■ **Data shown**:
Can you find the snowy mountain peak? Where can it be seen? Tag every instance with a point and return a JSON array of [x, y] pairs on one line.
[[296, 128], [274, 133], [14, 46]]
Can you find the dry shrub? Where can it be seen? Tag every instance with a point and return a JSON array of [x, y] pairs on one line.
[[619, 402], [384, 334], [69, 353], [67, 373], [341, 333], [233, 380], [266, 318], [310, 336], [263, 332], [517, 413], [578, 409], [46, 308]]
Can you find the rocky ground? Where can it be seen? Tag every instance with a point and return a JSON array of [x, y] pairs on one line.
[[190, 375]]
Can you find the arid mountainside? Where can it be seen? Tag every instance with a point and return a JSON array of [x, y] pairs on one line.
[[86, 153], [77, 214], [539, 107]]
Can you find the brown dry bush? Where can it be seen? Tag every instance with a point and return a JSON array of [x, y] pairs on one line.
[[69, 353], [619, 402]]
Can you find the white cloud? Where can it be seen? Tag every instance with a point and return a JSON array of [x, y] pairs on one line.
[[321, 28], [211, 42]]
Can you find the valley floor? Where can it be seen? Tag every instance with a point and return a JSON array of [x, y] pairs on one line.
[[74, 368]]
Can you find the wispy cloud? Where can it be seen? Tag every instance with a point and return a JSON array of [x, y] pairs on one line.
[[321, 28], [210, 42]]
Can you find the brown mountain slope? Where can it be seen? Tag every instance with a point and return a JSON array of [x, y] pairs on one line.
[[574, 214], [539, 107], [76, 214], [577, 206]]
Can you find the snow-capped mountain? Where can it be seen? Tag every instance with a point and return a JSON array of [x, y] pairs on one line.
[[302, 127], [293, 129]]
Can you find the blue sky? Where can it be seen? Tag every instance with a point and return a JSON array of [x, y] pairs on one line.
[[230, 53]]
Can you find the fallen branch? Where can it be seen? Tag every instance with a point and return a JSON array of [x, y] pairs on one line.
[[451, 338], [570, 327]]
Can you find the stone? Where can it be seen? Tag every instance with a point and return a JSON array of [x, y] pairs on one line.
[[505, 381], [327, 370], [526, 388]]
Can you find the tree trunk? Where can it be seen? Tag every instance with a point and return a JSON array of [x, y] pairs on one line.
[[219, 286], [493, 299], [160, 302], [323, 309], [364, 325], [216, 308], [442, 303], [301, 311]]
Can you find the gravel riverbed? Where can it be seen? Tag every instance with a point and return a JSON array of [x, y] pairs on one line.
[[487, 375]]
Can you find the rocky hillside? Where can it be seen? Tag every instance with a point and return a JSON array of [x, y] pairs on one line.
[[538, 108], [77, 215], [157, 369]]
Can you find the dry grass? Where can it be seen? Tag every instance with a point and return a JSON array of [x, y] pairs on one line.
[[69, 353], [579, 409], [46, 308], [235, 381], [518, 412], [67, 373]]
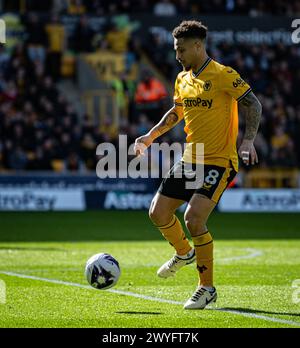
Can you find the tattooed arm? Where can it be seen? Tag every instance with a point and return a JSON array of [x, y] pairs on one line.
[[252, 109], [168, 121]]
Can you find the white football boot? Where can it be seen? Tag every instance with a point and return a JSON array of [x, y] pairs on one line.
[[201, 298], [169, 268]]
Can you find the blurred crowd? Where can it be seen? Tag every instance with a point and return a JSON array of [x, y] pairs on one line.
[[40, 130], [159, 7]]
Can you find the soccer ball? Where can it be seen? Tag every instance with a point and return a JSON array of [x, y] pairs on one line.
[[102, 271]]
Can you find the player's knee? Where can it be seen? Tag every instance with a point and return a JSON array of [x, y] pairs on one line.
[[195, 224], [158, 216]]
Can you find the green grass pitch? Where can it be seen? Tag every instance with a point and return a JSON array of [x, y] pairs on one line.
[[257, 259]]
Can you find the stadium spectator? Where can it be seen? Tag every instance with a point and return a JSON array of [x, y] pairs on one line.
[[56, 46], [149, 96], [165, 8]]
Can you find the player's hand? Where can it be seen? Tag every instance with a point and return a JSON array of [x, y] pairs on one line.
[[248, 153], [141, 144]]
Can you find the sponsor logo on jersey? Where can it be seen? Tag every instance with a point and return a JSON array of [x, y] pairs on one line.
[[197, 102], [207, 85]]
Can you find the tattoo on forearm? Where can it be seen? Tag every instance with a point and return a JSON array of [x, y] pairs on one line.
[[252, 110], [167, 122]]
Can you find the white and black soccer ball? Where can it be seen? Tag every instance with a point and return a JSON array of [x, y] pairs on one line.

* * *

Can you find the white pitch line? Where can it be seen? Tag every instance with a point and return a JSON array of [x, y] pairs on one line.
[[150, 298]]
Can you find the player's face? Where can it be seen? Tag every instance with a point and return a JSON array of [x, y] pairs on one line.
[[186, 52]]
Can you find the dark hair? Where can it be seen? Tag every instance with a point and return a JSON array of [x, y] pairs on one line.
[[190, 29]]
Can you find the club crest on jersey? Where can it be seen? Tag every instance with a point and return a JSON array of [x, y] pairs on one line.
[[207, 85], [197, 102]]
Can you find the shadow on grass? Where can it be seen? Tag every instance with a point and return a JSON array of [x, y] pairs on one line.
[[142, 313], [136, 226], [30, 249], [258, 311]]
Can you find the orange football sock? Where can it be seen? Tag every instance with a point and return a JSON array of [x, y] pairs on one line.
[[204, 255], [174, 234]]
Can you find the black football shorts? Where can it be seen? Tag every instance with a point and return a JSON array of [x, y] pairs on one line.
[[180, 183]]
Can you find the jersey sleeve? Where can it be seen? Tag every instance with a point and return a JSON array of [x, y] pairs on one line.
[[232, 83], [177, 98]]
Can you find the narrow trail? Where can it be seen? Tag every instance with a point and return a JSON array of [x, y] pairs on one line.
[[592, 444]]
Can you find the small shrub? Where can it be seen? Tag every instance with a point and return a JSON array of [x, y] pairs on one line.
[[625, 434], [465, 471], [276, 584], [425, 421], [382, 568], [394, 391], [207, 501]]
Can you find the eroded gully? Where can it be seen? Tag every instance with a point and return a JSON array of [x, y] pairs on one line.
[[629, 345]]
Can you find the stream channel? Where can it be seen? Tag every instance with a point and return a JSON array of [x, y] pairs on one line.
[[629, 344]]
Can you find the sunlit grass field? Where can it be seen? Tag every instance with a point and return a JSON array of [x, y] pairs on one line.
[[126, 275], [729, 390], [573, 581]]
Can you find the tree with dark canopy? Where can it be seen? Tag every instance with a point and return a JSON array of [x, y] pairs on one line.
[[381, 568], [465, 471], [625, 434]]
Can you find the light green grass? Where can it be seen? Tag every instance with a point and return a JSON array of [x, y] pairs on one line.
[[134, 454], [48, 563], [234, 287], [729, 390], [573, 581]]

---

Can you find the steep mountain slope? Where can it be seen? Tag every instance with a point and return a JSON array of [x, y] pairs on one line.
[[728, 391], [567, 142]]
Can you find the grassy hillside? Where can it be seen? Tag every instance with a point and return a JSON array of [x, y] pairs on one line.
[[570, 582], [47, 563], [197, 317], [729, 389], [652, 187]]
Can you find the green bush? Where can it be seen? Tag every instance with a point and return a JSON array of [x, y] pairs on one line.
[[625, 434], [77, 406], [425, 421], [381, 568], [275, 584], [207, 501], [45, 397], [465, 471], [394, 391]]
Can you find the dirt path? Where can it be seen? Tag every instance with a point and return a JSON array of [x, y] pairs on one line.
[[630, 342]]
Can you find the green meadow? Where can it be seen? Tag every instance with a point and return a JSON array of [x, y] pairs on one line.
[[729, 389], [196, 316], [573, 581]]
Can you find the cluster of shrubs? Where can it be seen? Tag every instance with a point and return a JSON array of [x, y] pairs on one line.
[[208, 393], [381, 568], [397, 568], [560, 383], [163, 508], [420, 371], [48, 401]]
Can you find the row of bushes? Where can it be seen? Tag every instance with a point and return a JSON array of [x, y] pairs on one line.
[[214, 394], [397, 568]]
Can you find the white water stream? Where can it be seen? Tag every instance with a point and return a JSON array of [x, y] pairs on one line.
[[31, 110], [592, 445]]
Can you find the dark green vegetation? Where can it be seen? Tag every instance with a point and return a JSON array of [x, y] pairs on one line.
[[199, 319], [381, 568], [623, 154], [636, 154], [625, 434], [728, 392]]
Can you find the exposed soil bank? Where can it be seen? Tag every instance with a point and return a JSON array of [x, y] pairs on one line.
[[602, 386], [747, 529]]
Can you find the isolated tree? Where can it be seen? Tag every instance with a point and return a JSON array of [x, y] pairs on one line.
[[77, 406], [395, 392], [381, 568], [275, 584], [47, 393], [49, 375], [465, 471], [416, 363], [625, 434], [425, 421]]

■ **Aim of the task**: Look above for the line with "Can you find the dry grass?" and the line with "Can you find the white and", then restate exactly those two lines and all lines between them, with no pictures.

■ **Answer area**:
Can you find the dry grass? Where can it be seen? Tag every instance with a point and return a JSON array of [x, y] pairs on one line.
[[69, 353], [579, 409], [46, 308], [235, 381], [518, 412], [67, 373]]
Can you find the tattooed arm? Where can it be seen? Tag every instance with a point and return a JSON array of [x, y] pairs on one line.
[[252, 109], [168, 121]]
Can you find the white football boot? Where can it be seen? Tag every instance with a point and return a JSON array of [x, y] pairs on one line.
[[201, 298], [169, 268]]
Can you find the blurred crowd? Where can it be seen? Tag every instance with a point and return a JSON array of [x, y] pairs on one line.
[[40, 130], [159, 7]]
Can you find the soccer ball? Where can it be seen? Tag every instance with a point and return a JSON array of [x, y] pairs on one line.
[[102, 271]]
Can you find the player's knee? Where can it be seen? Tag every instance with a point and return a JSON array of [x, y] pairs on one line.
[[195, 224], [158, 216]]
Can you find the green grass pitch? Where can it be seen? Tag every instance with a point and return a JSON array of [x, y] pairs on one line.
[[257, 259]]
Can you find the stadium spectator? Where can it be seen? Tag every instance with a point and return a JSON array of [x, y] pairs on one line.
[[56, 46], [149, 96], [165, 8]]
Can you find the player's hand? Where can it be seen? Tag every instance with a point and return a JSON array of [x, y] pairs on one line.
[[248, 153], [141, 144]]
Can you find the sponsor logo on jersey? Where can it be seen? Tag every instance with a point and return a JSON array of [x, y] pairs on one line.
[[197, 102], [207, 85]]
Can you find the tattoo on forearm? Where can it be seen? Tag every instance with a point and return a JSON array of [x, y] pairs on one line.
[[252, 110], [167, 122]]
Can you find the white and black soccer ball? Where can it be seen? Tag every instance with a point and return a JSON array of [x, y] pairs on one line.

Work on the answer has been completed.